◆ **What is required**:
Please set out each line below exactly as it stands, without the images.

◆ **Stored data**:
^^^^
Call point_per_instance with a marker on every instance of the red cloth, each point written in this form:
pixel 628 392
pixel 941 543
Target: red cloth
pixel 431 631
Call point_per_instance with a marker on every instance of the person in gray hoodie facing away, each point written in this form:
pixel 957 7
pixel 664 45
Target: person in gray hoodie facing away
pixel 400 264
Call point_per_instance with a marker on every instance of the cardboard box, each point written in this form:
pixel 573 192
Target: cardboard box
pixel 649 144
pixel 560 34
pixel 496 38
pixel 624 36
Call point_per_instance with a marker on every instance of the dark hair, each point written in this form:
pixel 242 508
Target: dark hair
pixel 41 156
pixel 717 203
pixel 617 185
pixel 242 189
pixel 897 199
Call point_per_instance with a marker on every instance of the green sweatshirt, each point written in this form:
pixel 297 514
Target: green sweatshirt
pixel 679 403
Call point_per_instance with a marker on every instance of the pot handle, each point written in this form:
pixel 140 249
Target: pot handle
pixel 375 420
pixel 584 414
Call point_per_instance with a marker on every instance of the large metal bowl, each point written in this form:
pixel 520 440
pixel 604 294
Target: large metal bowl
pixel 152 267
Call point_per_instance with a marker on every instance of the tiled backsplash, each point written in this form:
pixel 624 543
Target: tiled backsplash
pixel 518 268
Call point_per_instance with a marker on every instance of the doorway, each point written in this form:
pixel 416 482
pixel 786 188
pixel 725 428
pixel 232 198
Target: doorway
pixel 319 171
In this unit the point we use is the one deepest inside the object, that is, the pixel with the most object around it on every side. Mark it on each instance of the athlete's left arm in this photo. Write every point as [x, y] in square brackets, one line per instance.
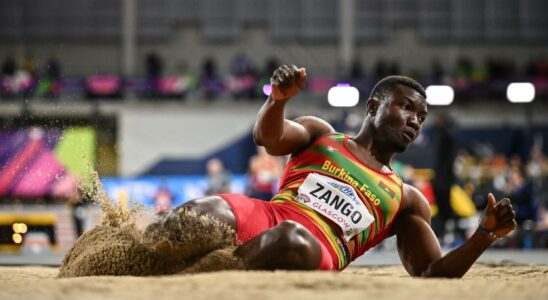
^^^^
◆ **Exercise solution**:
Call point_per_instance with a marker on every instance of the red cloth, each point written in this form:
pixel 628 392
pixel 941 543
Target: red cloth
pixel 431 631
Call point_per_instance with a marker on every instance of the person in gray hoodie facing away, each point written in this form:
pixel 957 7
pixel 664 45
Target: person in gray hoodie facing away
pixel 400 264
Call point_per_instance with a marker on every instance of the cardboard box, each point written in this form:
pixel 573 192
Target: cardboard box
pixel 649 144
pixel 560 34
pixel 496 38
pixel 624 36
Call point_per_instance with a marker on every instance of the dark hair, each point written in this form:
pixel 242 508
Target: dark hair
pixel 41 156
pixel 717 203
pixel 617 185
pixel 242 189
pixel 897 199
Call point_per_instance with a marker on every instance of the green sweatshirt, each point written in this form:
pixel 297 514
Target: green sweatshirt
pixel 679 403
Call point_per_instance with a marker on every instance of the pot handle, each point written in this form:
pixel 140 249
Target: pot handle
pixel 375 420
pixel 584 414
Call point_per_instance with a marker on every instance of the large metal bowl, each point written in this form:
pixel 520 440
pixel 604 294
Target: large metal bowl
pixel 152 267
Call point_per_instance with a marker on every instance of the tiled backsplash, each point written in this form:
pixel 624 543
Target: tiled backsplash
pixel 518 268
Call point_per_instance with a marker on every instance of the doorway, each point written in this form:
pixel 416 482
pixel 786 188
pixel 725 428
pixel 232 198
Target: doorway
pixel 319 171
In this unit the point we use is the one deepest inside the object, that is, the pixel with the most object around it on every side. Mark it on each instance of the athlete's left arm in this photo. Write every point as [x, y] in square brackets, one line per instance.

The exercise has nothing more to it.